Rescale everything from the start of the items down to the line containing "x=140 y=284", both ends included, by rewriting every line (the request too) with each answer coordinate multiplied by 2.35 and rounded to whole numbers, halves up. Leave every number in the request, including its format sample, unchanged.

┏━━

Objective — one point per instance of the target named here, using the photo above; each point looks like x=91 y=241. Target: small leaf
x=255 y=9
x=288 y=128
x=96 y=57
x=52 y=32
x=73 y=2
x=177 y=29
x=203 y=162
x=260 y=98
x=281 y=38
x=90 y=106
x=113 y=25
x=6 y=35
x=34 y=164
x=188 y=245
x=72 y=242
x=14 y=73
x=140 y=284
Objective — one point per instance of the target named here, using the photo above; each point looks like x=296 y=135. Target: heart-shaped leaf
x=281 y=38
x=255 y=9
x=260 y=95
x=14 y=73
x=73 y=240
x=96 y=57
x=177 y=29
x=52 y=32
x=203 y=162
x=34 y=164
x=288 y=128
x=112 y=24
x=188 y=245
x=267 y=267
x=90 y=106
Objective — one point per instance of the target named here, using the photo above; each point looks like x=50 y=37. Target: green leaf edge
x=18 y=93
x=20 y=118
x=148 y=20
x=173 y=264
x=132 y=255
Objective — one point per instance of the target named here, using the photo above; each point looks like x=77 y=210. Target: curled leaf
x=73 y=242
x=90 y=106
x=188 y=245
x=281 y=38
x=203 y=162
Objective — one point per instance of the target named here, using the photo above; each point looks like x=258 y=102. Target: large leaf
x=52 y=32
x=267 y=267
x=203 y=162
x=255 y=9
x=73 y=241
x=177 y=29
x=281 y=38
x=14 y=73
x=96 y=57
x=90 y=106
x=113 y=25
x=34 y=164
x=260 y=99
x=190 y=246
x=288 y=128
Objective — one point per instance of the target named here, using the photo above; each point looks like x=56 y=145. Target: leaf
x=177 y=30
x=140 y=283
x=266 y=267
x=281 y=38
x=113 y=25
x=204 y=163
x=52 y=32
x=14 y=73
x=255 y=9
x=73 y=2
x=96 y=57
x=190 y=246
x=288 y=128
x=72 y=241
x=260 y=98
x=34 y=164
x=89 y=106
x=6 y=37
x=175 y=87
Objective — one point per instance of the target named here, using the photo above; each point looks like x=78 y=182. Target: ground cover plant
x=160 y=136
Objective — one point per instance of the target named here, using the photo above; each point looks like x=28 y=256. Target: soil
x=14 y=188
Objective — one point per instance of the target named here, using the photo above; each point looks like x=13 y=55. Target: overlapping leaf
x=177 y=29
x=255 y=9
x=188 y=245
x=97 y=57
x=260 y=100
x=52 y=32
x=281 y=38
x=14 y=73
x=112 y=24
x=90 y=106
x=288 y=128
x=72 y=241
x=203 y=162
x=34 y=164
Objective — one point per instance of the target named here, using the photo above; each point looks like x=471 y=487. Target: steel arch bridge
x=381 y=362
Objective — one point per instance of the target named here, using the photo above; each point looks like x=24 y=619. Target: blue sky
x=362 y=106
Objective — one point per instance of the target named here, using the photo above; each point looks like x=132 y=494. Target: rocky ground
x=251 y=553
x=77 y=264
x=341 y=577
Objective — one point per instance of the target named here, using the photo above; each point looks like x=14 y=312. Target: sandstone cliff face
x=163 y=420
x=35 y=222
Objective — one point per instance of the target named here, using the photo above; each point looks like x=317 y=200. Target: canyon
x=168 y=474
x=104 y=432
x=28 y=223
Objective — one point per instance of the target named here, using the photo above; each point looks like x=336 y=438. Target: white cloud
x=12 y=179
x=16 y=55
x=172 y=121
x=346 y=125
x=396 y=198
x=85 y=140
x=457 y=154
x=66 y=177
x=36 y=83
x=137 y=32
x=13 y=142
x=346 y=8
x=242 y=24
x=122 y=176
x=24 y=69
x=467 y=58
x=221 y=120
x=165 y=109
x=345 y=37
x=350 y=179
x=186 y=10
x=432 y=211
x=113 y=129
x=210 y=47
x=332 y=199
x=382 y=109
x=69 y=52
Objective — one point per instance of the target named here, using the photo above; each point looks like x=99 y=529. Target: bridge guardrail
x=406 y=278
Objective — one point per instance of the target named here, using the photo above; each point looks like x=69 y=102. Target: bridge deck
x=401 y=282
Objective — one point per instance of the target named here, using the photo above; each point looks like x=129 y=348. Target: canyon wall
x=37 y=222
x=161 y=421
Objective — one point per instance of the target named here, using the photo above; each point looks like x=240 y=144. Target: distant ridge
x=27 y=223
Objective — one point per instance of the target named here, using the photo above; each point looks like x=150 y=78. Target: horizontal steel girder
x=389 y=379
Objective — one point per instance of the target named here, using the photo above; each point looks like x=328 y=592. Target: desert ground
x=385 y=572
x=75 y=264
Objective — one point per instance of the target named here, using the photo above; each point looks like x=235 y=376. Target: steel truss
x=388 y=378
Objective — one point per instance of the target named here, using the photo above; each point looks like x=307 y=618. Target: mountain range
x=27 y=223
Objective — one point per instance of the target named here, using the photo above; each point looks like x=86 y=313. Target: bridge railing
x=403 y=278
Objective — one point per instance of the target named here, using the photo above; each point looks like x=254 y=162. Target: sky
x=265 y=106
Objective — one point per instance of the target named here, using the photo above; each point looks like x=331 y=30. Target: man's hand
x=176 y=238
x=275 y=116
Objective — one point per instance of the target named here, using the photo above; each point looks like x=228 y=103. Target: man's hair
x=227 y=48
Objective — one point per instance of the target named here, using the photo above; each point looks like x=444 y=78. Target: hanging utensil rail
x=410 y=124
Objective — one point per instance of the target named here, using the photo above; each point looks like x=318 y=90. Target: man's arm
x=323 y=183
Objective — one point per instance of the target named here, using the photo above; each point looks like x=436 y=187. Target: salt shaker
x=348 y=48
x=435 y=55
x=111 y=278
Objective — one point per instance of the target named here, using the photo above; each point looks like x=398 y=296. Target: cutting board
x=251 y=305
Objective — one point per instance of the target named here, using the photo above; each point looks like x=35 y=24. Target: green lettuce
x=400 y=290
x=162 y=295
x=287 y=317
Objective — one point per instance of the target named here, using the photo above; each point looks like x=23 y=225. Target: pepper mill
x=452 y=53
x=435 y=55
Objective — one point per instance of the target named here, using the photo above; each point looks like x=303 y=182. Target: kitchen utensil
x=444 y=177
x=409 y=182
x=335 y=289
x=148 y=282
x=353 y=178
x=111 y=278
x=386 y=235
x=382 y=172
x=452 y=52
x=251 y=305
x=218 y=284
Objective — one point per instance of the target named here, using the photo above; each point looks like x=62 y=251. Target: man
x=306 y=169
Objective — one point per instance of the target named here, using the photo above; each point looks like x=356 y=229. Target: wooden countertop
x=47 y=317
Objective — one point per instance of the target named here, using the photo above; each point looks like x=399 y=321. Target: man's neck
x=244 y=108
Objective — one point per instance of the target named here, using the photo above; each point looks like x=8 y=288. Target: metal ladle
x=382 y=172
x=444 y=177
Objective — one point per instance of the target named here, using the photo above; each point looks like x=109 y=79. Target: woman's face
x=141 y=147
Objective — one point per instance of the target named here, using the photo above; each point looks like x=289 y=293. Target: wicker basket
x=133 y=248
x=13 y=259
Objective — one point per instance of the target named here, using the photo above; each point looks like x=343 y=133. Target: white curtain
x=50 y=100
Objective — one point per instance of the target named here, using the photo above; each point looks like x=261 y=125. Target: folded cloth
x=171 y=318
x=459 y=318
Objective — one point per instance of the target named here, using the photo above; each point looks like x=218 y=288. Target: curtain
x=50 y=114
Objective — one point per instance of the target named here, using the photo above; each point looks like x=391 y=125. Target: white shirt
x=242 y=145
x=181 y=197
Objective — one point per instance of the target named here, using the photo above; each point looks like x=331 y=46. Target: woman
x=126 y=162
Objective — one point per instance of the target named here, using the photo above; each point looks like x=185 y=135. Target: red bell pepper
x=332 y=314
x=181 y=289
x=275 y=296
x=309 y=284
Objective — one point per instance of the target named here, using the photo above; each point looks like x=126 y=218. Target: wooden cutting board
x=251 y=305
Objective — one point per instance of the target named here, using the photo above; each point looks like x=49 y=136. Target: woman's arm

┗━━

Reply to the exercise:
Objective — one point per instance of the target named here, using the photo above; each point looks like x=91 y=241. Target: small leaf
x=599 y=21
x=677 y=301
x=226 y=134
x=122 y=75
x=172 y=5
x=416 y=68
x=477 y=381
x=611 y=230
x=660 y=89
x=212 y=249
x=266 y=59
x=14 y=82
x=80 y=385
x=442 y=576
x=169 y=569
x=33 y=172
x=329 y=667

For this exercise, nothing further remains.